T.S. Eliot declared April “the cruelest month” in the long, boring and aptly titled poem “The Waste Land,” which ranks second to Silas Marner as the biggest waste of my time in high school English. That’s just my humble opinion; you can disagree and I won’t be angry.

Indeed it has been a pretty cruel month in the past. Both the American Revolution and the War for Southern Independence began in April. Lincoln was assassinated in April. The San Francisco earthquake was in April. The Titanic sunk in April. It was in April that Janet Reno and Bill Clinton ignored the First Amendment freedom of religion and ordered the attack on the Branch Davidian cult near Waco , Texas , resulting in a bunch of dead children and their parents. A couple of years later, some right-wing nuts got their revenge in April by blowing up a federal building in Oklahoma City, also killing a whole bunch of people. The Columbine high school massacre was in April.

Let’s change the subject from war and death to something better, something like jokes and poetry, for April is also National Humor Month and National Poetry Month. I don’t know who declared it to be so; maybe it was Congress.

In honor of National Humor Month, here’s a joke I heard recently: “Two good old Ozarks boys are drinking coffee at a diner when one says to the other, “My wife gave me the best birthday present I could ask for yesterday, a brand-new, top-of-the-line hearing aid.” The other old boy says, “What kind is it?” And the first one looks at his watch and says, “It’s 2:30.”

Well, it’s kind of funny.

In honor of National Poetry Month, here’s a poem I recently wrote in honor of the April 1 Vichy volunteer fire department benefit dinner:

The doctor says I’m way too fat
and need to be much thinner.
He put me on a diet and said to eat
no more than a tiny fishin’ minner.
And I know the Bible says the pork-pig
is good only for a low-down pagan sinner,
But I'll always think the sweetest words in English
are: “All-you-care-to-eat whole hog sausage dinner.”

If you don’t think that’s pure poetry (and you really shouldn’t) I’ll just encourage you to continue reading this month’s issue where somewhere you’ll find some mighty fine poetry, better than anything either I or T.S. Eliot could come up with. I’ll also encourage you to pick up a pencil and piece of paper and write your own poem and send it to me.

* _PROVIDED MATERIAL_:
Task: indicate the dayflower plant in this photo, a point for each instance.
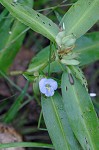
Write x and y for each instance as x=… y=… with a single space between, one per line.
x=48 y=86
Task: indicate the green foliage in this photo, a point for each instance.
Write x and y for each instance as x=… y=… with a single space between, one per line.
x=81 y=17
x=57 y=123
x=88 y=48
x=26 y=144
x=11 y=43
x=80 y=112
x=33 y=19
x=70 y=117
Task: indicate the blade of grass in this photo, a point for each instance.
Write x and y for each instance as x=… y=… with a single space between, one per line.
x=10 y=115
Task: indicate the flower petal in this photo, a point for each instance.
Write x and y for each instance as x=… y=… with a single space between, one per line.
x=42 y=86
x=53 y=83
x=49 y=92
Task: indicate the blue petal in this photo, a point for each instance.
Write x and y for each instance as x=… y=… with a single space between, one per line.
x=42 y=84
x=49 y=92
x=53 y=83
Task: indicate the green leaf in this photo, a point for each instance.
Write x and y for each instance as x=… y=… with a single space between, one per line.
x=80 y=112
x=40 y=61
x=81 y=17
x=11 y=114
x=10 y=43
x=26 y=144
x=88 y=48
x=57 y=123
x=32 y=18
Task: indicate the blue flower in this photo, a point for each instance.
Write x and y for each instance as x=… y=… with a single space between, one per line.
x=48 y=86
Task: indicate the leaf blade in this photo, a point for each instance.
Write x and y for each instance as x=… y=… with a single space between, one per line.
x=81 y=17
x=57 y=123
x=81 y=114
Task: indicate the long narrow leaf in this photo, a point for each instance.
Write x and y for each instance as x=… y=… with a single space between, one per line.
x=81 y=17
x=33 y=19
x=88 y=48
x=80 y=111
x=26 y=144
x=11 y=43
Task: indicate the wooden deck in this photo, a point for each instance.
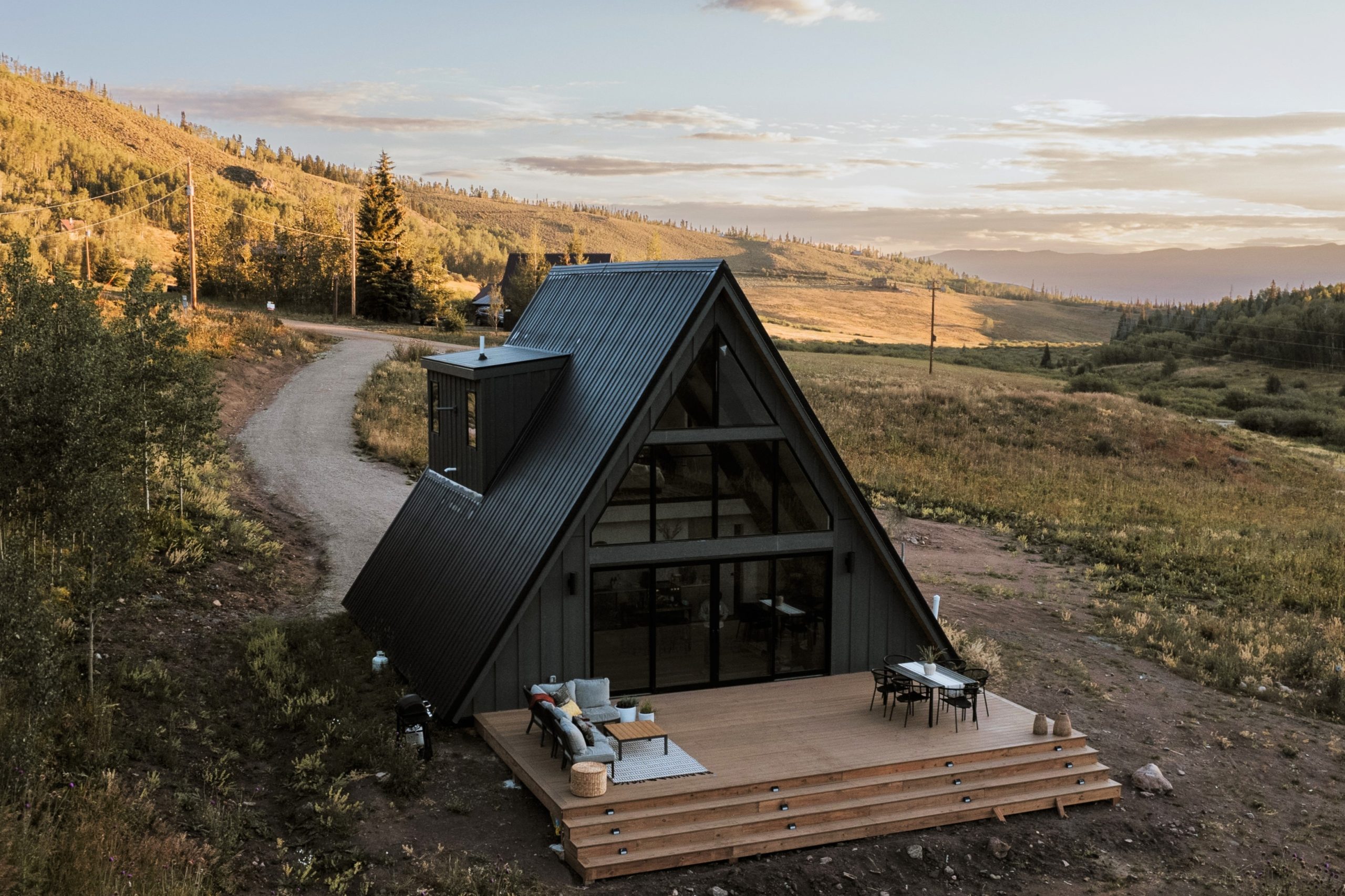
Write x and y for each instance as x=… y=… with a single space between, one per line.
x=802 y=763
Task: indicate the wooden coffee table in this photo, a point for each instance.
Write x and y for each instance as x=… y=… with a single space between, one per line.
x=622 y=732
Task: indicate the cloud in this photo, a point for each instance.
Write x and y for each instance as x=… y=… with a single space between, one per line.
x=920 y=229
x=743 y=136
x=1079 y=121
x=704 y=118
x=799 y=13
x=594 y=166
x=1308 y=176
x=338 y=108
x=888 y=163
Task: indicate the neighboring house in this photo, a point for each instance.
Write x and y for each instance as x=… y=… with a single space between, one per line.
x=482 y=310
x=553 y=259
x=633 y=487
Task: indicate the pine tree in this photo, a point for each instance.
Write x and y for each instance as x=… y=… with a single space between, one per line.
x=385 y=286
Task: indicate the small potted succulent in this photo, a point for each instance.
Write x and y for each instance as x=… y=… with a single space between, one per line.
x=930 y=655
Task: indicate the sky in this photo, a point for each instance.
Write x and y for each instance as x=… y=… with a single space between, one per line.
x=914 y=127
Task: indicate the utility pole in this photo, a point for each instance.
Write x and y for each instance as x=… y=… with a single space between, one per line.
x=934 y=286
x=353 y=216
x=191 y=232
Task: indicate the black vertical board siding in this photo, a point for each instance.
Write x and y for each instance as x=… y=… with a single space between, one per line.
x=446 y=580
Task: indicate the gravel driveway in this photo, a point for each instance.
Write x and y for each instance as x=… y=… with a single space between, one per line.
x=303 y=447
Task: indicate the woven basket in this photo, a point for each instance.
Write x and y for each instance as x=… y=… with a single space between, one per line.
x=588 y=779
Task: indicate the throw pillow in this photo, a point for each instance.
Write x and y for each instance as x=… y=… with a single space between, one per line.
x=592 y=692
x=573 y=739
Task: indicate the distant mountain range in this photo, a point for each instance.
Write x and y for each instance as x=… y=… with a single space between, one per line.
x=1163 y=275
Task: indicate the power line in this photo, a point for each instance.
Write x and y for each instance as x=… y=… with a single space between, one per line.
x=76 y=202
x=152 y=202
x=311 y=233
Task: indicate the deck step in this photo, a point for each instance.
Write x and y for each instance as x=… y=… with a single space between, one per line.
x=763 y=799
x=729 y=825
x=832 y=832
x=597 y=808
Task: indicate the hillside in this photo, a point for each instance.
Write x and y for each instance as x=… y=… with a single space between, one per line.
x=68 y=142
x=1163 y=275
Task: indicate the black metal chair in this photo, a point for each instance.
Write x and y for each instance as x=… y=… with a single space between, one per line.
x=981 y=677
x=908 y=695
x=964 y=700
x=883 y=684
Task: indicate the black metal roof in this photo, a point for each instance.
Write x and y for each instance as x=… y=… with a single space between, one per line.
x=429 y=595
x=506 y=356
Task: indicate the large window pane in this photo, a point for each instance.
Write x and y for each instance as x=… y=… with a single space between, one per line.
x=801 y=507
x=693 y=403
x=626 y=521
x=682 y=493
x=740 y=405
x=747 y=630
x=802 y=615
x=684 y=621
x=746 y=474
x=620 y=611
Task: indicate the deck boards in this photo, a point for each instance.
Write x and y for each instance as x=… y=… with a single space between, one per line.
x=851 y=772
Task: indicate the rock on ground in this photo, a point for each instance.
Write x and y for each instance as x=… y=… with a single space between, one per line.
x=1151 y=779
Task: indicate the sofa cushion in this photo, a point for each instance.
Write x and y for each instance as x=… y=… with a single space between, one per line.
x=573 y=739
x=592 y=692
x=602 y=715
x=601 y=753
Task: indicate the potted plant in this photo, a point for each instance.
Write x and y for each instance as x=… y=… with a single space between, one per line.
x=930 y=655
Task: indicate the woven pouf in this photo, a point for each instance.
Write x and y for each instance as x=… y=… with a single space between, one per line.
x=588 y=779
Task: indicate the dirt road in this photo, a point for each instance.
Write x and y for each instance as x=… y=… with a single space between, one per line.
x=303 y=447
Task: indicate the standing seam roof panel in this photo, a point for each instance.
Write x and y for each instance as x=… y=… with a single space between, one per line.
x=447 y=579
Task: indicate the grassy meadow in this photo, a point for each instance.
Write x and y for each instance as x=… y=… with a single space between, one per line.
x=1215 y=549
x=845 y=312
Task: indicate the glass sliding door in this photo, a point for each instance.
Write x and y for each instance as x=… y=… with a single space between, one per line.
x=620 y=619
x=746 y=629
x=802 y=611
x=690 y=626
x=684 y=626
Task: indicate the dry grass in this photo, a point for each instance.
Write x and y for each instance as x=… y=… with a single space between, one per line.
x=390 y=412
x=1218 y=552
x=845 y=312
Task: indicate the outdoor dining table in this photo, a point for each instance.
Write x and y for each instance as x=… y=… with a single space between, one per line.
x=942 y=677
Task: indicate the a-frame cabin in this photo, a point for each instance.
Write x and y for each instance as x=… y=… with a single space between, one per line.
x=637 y=447
x=634 y=489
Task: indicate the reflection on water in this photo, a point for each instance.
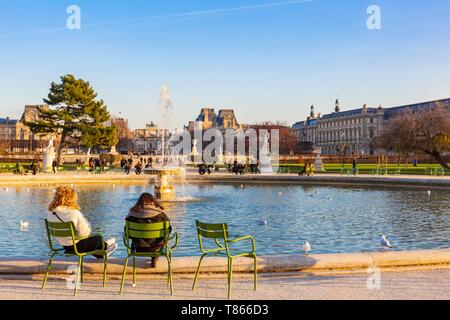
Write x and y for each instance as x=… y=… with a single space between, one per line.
x=331 y=219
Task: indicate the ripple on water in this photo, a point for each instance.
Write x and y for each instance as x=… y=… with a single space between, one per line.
x=333 y=220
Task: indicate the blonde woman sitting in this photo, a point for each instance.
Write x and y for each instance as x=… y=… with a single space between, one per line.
x=64 y=208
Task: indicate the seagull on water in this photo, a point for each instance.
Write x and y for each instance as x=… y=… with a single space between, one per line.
x=263 y=222
x=306 y=248
x=24 y=225
x=384 y=242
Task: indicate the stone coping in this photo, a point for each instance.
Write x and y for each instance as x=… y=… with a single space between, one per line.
x=270 y=264
x=320 y=179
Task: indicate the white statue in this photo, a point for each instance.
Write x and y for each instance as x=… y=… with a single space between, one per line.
x=49 y=155
x=264 y=154
x=50 y=147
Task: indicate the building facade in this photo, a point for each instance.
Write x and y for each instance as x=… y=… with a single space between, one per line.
x=18 y=136
x=208 y=118
x=149 y=139
x=354 y=131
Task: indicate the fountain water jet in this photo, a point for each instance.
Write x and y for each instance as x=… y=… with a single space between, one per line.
x=165 y=182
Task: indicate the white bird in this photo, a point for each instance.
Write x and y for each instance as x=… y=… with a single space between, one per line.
x=24 y=224
x=306 y=247
x=384 y=242
x=263 y=222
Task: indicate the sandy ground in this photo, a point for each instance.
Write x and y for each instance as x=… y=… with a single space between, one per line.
x=426 y=285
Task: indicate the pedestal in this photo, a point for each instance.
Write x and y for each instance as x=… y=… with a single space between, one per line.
x=48 y=158
x=318 y=164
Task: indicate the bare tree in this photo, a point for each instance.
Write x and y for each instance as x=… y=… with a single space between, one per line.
x=425 y=131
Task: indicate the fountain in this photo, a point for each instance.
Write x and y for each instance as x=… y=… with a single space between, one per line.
x=165 y=181
x=264 y=154
x=318 y=165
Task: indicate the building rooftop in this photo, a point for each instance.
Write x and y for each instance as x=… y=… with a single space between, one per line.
x=8 y=121
x=388 y=112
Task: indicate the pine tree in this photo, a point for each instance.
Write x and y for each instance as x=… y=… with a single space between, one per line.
x=74 y=113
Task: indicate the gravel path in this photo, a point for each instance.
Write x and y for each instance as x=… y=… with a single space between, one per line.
x=394 y=285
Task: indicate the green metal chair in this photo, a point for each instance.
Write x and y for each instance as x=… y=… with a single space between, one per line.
x=148 y=231
x=67 y=230
x=219 y=233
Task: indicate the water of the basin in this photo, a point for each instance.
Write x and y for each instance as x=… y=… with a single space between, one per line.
x=333 y=220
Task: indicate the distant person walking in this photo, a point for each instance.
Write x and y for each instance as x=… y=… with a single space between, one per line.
x=55 y=166
x=354 y=166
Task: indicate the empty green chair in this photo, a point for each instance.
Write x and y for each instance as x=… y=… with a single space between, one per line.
x=148 y=231
x=219 y=233
x=63 y=230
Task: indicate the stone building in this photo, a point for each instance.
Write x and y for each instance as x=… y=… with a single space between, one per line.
x=225 y=119
x=148 y=140
x=353 y=131
x=18 y=135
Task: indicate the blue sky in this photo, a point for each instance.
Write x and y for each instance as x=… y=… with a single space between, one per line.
x=269 y=60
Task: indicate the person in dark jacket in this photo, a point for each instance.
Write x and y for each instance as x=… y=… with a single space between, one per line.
x=148 y=210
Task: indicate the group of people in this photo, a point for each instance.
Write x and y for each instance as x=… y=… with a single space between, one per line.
x=65 y=208
x=204 y=168
x=96 y=164
x=127 y=164
x=307 y=170
x=31 y=169
x=241 y=168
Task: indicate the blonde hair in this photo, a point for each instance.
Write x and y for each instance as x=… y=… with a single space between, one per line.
x=64 y=197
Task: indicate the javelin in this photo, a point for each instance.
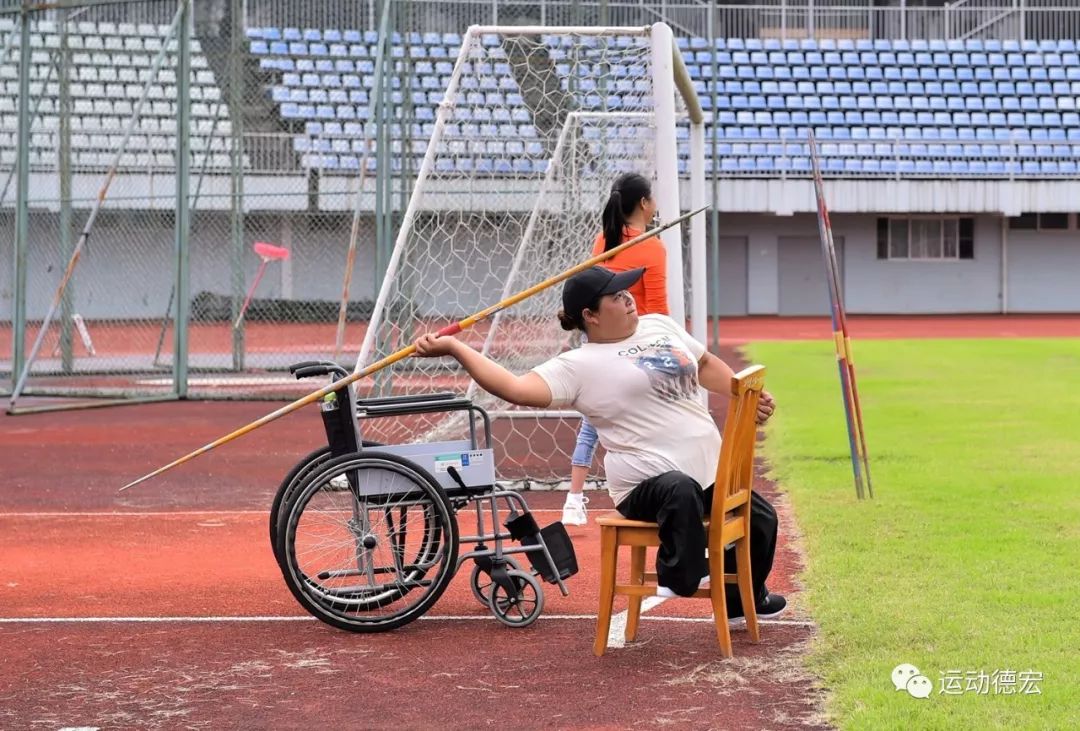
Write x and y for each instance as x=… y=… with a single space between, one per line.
x=405 y=352
x=856 y=437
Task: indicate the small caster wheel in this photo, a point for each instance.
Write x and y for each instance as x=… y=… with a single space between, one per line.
x=524 y=607
x=481 y=581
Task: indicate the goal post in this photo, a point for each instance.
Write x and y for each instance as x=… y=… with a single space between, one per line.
x=534 y=126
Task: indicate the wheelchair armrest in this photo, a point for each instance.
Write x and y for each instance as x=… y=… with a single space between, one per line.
x=403 y=408
x=405 y=398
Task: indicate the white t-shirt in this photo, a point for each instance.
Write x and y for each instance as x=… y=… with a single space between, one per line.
x=642 y=394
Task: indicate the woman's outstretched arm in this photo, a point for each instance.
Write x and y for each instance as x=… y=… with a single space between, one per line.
x=527 y=390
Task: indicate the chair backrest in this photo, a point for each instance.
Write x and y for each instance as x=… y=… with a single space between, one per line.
x=734 y=474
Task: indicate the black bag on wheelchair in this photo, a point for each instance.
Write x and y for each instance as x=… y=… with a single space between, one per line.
x=524 y=529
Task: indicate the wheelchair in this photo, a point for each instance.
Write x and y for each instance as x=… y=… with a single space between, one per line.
x=367 y=536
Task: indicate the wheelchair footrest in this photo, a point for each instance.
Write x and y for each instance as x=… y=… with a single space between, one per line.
x=562 y=553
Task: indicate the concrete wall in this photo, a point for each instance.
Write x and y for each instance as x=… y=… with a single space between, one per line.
x=872 y=285
x=1043 y=271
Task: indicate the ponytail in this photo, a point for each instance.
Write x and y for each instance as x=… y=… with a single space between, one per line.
x=626 y=193
x=613 y=220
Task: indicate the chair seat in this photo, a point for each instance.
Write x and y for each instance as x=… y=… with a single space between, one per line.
x=613 y=520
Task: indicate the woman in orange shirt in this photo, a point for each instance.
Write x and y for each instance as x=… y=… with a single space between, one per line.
x=628 y=213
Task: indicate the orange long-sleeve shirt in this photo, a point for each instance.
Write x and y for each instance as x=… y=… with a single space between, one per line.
x=650 y=292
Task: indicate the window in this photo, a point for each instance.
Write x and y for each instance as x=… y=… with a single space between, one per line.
x=926 y=239
x=1041 y=221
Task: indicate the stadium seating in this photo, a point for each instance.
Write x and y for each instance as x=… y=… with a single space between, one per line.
x=110 y=63
x=932 y=108
x=915 y=108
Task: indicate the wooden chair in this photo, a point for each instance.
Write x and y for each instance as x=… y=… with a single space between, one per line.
x=728 y=523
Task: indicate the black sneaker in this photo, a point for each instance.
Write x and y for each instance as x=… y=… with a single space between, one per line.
x=770 y=608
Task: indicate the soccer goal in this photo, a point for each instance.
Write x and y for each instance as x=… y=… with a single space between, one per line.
x=535 y=124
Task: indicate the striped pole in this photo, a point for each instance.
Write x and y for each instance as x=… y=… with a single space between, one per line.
x=852 y=409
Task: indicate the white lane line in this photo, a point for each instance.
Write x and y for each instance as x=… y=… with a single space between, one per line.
x=442 y=618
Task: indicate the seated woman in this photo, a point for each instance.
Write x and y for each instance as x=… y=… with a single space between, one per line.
x=637 y=380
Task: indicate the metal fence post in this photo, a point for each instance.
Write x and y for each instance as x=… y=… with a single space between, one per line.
x=237 y=50
x=64 y=164
x=22 y=198
x=183 y=221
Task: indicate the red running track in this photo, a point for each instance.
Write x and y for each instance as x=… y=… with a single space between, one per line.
x=203 y=633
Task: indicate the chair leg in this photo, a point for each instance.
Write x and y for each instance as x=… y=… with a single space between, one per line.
x=746 y=585
x=636 y=578
x=608 y=559
x=717 y=593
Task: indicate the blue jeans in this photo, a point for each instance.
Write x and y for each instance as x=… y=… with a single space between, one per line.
x=585 y=447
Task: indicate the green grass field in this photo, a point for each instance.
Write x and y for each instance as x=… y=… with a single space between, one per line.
x=969 y=557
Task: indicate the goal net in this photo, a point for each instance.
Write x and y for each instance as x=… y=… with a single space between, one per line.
x=535 y=125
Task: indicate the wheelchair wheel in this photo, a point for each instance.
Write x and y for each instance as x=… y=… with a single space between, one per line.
x=292 y=481
x=518 y=608
x=368 y=542
x=299 y=472
x=481 y=581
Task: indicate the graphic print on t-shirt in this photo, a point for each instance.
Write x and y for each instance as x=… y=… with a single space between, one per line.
x=672 y=374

* _OBJECTIVE_: Copy the piece about April starting with "T.S. Eliot declared" and going on through "won’t be angry.", putting "tedious" in place of "boring".

* _RESPONSE_:
T.S. Eliot declared April “the cruelest month” in the long, tedious and aptly titled poem “The Waste Land,” which ranks second to Silas Marner as the biggest waste of my time in high school English. That’s just my humble opinion; you can disagree and I won’t be angry.